** EN QUÉ CONSISTE **
Por favor, transcribe literalmente la parte del pasaje que empieza con "Jesús se reconoce" y sigue hasta "a lo desconocido.".

** PASAJE **
Pero la mujer alcanza a Jesús y se postra delante, volviendo a rogarle. Entonces el Señor le responde de una manera, que si no estuvo dulcificada por el tono de la voz y una mirada amable, aparece demasiado áspera: “No está bien echar a los perros el pan de los hijos”. 

Aquí empieza a fracasar la dialéctica de Jesús. Tiene delante una fe de mujer. Una fe de madre afligida, la cual presenta un argumento irrebatible. Acepta la comparación de los hijos y los perros, algo muy enraizado en la mentalidad judía. Todos los extranjeros eran tan despreciables estos animales. Pero le devuelve el argumento: “También los perros – algunas traducciones suavizan el texto con un diminutivo- se comen las migajas que caen de la mesa de los amos”.

Jesús se reconoce perdedor. Quizás levantando a la mujer allí postrada, le dice amablemente: “Grande es tu fe, que se cumpla lo que deseas”. Y añade el evangelista: “En aquel momento quedó curada la hija”. Una bonita condición para orar – consoladora además - es sentirnos pequeños delante del Señor. 

¿Qué clase de fe tenía aquella madre? ¿En Yahvé, de quien poco había oído?. ¿En Moloc, Baal, Astarté, los dioses cananeos? Sin embargo Jesús avala su actitud: “Grade es tu fe”. Cuando fracasa lo visible, esta mujer acude a lo desconocido. 

¿En qué creen aquellos que no creen?’ Es el tema de muchos ensayos actuales, donde sus autores pretenden descifrar qué ocurre en lo interior del hombre, que agitado por tantas fuerzas contrarias, no identifica todavía un ser superior y bondadoso. 

Podríamos preguntarnos: ¿Qué existirá más allá de mi corazón y mi cerebro? En otras palabras: ¿Dentro de mi estructura total, tan sublime - y rastrera a la vez - aflora algún punto que se conecte con Alguien superior? ¿Hacia algún más allá?

** MATERIAL PROPORCIONADO **
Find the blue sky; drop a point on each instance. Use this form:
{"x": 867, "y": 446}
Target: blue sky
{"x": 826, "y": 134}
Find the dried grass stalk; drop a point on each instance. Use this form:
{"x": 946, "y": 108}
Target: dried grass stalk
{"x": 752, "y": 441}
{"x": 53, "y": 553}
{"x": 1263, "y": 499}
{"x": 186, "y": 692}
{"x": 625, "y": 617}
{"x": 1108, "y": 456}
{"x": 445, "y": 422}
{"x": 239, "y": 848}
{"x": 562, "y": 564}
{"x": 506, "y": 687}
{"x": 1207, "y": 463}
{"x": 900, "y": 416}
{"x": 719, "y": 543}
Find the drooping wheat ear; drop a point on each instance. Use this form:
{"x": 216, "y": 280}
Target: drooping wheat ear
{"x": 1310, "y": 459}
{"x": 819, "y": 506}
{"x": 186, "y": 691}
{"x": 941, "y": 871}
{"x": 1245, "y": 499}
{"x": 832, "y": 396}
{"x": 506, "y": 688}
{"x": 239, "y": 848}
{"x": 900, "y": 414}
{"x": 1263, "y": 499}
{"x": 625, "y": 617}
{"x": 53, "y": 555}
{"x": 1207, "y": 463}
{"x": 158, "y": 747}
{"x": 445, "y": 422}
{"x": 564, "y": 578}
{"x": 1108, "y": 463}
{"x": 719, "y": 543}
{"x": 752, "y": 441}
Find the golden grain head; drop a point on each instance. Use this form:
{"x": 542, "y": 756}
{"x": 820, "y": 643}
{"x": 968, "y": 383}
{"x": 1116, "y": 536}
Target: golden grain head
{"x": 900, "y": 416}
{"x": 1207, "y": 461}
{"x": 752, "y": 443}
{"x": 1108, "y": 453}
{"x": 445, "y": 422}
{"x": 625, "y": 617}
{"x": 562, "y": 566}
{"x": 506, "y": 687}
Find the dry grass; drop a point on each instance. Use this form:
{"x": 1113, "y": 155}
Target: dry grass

** RESPUESTA COMPLETA **
Jesús se reconoce perdedor. Quizás levantando a la mujer allí postrada, le dice amablemente: “Grande es tu fe, que se cumpla lo que deseas”. Y añade el evangelista: “En aquel momento quedó curada la hija”. Una bonita condición para orar – consoladora además - es sentirnos pequeños delante del Señor. 

¿Qué clase de fe tenía aquella madre? ¿En Yahvé, de quien poco había oído?. ¿En Moloc, Baal, Astarté, los dioses cananeos? Sin embargo Jesús avala su actitud: “Grade es tu fe”. Cuando fracasa lo visible, esta mujer acude a lo desconocido.